In the data below, pick out every line that contains the string "tire" and copy each one. Matching is case-sensitive.

— start RECORDS SHOWN —

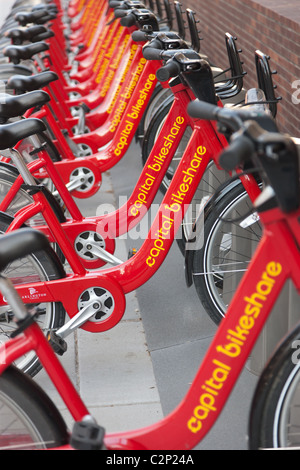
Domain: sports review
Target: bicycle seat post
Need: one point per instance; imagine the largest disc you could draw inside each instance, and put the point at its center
(20, 164)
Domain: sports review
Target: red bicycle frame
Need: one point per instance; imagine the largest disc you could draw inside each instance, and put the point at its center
(203, 146)
(251, 305)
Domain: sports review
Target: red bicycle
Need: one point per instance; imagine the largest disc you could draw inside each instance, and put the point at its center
(273, 420)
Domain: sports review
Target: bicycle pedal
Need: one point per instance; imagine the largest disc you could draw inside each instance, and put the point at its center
(132, 252)
(87, 436)
(57, 343)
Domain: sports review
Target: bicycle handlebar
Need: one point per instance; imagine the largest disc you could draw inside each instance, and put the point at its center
(240, 151)
(171, 69)
(119, 13)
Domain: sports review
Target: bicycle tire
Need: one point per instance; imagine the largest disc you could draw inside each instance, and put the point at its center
(223, 245)
(40, 266)
(28, 418)
(274, 416)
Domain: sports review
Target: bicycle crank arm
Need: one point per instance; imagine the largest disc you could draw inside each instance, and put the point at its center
(104, 255)
(78, 320)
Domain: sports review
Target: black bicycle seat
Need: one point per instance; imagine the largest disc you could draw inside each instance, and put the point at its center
(18, 53)
(23, 83)
(41, 16)
(18, 35)
(11, 134)
(19, 244)
(13, 106)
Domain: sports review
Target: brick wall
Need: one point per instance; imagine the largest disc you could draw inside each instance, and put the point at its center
(269, 25)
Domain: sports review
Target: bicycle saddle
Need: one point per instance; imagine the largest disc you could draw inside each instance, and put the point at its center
(33, 34)
(18, 53)
(11, 134)
(21, 243)
(13, 106)
(40, 16)
(22, 83)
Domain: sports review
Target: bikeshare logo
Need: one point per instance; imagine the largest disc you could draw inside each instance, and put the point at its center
(33, 294)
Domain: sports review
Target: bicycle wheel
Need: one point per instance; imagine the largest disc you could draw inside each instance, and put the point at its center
(226, 248)
(28, 419)
(274, 418)
(40, 266)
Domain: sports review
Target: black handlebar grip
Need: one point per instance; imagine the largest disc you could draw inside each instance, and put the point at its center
(120, 13)
(238, 152)
(151, 53)
(139, 36)
(171, 69)
(203, 110)
(114, 3)
(128, 20)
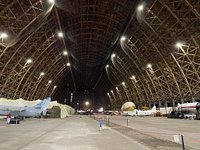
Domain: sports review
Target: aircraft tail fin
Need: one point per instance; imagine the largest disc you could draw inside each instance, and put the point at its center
(154, 108)
(45, 103)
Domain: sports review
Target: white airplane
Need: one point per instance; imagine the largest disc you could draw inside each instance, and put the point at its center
(31, 111)
(137, 112)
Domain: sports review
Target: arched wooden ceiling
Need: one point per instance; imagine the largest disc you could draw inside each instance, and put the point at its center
(92, 30)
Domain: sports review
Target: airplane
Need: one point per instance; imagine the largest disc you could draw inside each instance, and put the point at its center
(39, 109)
(137, 112)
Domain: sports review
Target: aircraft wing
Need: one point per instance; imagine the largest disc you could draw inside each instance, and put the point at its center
(15, 109)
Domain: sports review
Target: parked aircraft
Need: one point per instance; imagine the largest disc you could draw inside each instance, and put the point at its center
(33, 111)
(137, 112)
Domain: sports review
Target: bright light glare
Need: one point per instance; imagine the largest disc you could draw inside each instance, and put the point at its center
(123, 38)
(87, 103)
(51, 1)
(65, 53)
(113, 55)
(42, 74)
(101, 109)
(179, 45)
(60, 34)
(140, 7)
(3, 35)
(29, 61)
(68, 64)
(149, 66)
(133, 77)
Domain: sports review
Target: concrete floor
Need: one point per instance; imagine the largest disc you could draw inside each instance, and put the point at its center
(163, 128)
(72, 133)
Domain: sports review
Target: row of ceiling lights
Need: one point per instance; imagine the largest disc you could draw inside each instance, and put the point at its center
(178, 45)
(4, 35)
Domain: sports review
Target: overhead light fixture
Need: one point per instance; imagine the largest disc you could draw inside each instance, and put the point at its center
(68, 64)
(149, 66)
(3, 35)
(29, 61)
(60, 35)
(140, 7)
(51, 1)
(65, 53)
(123, 38)
(179, 45)
(132, 77)
(113, 55)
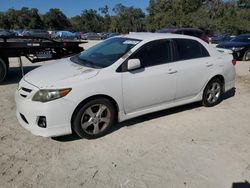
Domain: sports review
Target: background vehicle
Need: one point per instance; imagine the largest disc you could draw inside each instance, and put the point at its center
(186, 31)
(240, 46)
(66, 35)
(221, 38)
(36, 33)
(121, 78)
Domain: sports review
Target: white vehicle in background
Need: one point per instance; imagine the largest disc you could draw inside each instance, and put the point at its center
(121, 78)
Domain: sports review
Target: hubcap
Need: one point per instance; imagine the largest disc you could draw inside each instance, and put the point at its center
(95, 119)
(213, 93)
(247, 56)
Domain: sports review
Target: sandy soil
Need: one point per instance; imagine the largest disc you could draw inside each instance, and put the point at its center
(188, 146)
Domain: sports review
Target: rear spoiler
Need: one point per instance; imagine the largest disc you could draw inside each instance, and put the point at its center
(223, 50)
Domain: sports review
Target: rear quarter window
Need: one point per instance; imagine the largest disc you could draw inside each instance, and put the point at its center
(189, 49)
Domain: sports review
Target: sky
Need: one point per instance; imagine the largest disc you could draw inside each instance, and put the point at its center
(69, 7)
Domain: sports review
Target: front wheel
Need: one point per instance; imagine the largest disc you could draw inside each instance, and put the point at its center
(3, 70)
(94, 118)
(212, 93)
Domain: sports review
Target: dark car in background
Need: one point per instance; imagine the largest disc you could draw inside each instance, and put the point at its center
(221, 38)
(36, 33)
(186, 31)
(240, 46)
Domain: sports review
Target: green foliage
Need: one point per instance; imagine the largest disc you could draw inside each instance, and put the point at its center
(56, 20)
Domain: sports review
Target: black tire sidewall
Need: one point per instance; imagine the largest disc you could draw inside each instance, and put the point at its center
(204, 97)
(3, 70)
(76, 121)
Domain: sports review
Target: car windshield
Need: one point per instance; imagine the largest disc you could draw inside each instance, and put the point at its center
(241, 39)
(105, 53)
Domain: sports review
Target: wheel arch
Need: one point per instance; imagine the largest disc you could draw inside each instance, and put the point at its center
(102, 96)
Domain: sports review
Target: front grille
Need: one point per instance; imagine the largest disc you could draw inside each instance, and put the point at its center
(24, 96)
(23, 118)
(24, 92)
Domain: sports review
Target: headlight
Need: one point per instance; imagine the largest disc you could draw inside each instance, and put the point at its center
(237, 48)
(46, 95)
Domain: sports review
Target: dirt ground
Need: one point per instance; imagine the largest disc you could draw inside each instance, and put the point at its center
(188, 146)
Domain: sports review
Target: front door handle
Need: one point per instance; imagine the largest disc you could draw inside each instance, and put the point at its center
(209, 64)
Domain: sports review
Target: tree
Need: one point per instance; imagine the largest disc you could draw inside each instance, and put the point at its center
(127, 19)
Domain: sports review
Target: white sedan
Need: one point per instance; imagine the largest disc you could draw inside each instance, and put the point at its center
(121, 78)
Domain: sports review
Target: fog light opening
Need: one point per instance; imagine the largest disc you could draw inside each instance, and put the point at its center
(42, 122)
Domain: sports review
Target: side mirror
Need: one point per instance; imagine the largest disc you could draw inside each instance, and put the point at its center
(134, 64)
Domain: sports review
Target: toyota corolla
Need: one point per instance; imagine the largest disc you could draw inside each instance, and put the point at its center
(121, 78)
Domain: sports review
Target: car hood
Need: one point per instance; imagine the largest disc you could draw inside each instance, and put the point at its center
(229, 45)
(60, 73)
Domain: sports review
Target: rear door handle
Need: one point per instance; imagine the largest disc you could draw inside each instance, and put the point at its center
(172, 71)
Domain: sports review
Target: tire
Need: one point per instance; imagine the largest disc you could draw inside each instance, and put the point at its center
(246, 56)
(94, 118)
(3, 70)
(212, 94)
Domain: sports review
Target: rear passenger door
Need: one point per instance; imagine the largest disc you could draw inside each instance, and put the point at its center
(194, 67)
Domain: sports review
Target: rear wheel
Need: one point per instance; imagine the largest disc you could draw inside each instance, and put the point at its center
(94, 118)
(246, 56)
(3, 69)
(212, 93)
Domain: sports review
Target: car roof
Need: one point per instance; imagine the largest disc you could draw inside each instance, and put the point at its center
(244, 35)
(154, 36)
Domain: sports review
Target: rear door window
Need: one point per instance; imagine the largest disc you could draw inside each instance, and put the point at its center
(154, 53)
(189, 49)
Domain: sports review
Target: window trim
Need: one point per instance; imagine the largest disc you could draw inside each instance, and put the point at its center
(123, 66)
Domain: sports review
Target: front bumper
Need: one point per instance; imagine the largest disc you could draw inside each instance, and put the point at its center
(58, 115)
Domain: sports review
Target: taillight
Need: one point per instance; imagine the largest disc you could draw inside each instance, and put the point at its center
(234, 61)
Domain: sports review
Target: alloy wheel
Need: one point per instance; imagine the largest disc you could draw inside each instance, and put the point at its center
(95, 119)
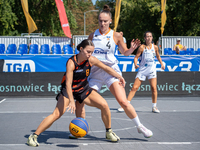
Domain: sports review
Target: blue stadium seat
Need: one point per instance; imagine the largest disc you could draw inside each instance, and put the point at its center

— end RECORDS SHOWN —

FINAL RESULT
Target: bicycle tire
Target: black tire sidewall
Target: tire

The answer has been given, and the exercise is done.